- Source -

- Born: Ricardo de Tirloni February 3, 1983 (age 42)
- Nationality: Brazilian and Italian
- Height: 5 ft 10 in (178 cm)
- Weight: 155 lb (70 kg; 11 st 1 lb)
- Division: Lightweight
- Fighting out of: Balneario Camboriu, Santa Catarina, Brazil
- Team: Astra Fight
- Rank: fourth degree black belt in Brazilian Jiu-Jitsu
- Years active: 2005–2021

Mixed martial arts record
- Total: 32
- Wins: 24
- By knockout: 9
- By submission: 10
- By decision: 5
- Losses: 8
- By knockout: 2
- By submission: 2
- By decision: 4

Other information
- Mixed martial arts record from Sherdog

= Ricardo Tirloni =

Brazilian mixed martial artist

Ricardo Tirloni (born February 3, 1983) is a Brazilian mixed martial artist who competes in the Lightweight division. A professional MMA competitor since 2005, Tirloni has fought in various promotions, including Bellator, the MFC, and Pancrase.

==Mixed martial arts career==
===Early career===
Tirloni holds a black belt in Brazilian Jiu-Jitsu and trains at Ataque Duplo with the likes of Thiago Tavares and Nazareno Malegarie. In Tirloni's early career, he fought at MFC 17 against Benson Henderson, who would later go on to become the UFC Lightweight champion. Tirloni did not have a training team at the time, but was still competitive throughout the bout. He was able to knock Henderson down in the first round and had Henderson in a deep triangle choke in the second round. However, in the third round, Tirloni tired after a long period of wrestling with Henderson and he was forced to tap after Henderson caught him with a guillotine choke in the final round. Tirloni was otherwise unbeaten, recording thirteen victories prior to joining Bellator.

- Work to complete -
Resume the Ricardo Tirloni article from the point where it stops, picking up after its last sentence.

[Excerpts of pointing data]
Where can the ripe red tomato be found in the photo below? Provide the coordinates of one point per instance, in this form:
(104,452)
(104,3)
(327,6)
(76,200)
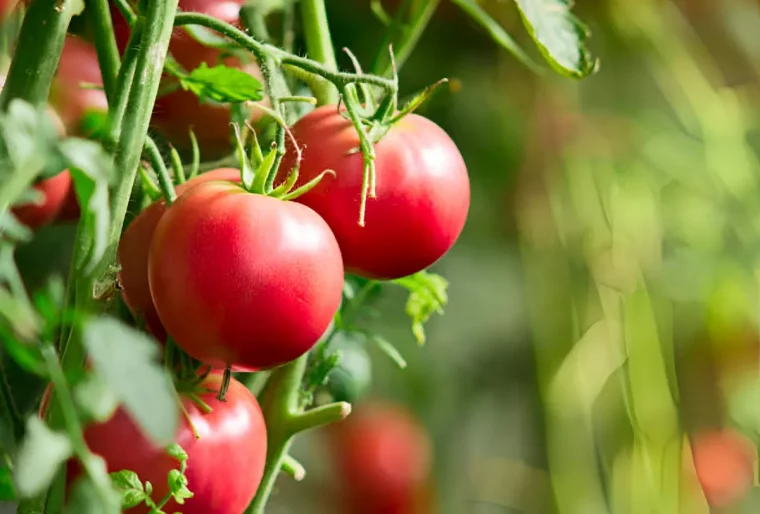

- Answer to this task -
===Bellator Fighting Championships===
In late 2011, Tirloni joined Bellator Fighting Championships. He made his promotional debut against Steve Gable at Bellator 55. Tirloni was able to land multiple knees to Gable's head and body, as well as stop Gable's takedown attempts. Tirloni got into top position on the ground and was able to open up a cut above Gable's left eye. After Gable rolled onto his stomach, Tirloni locked in a rear naked choke, stopping the fight at 3:54 of the second round.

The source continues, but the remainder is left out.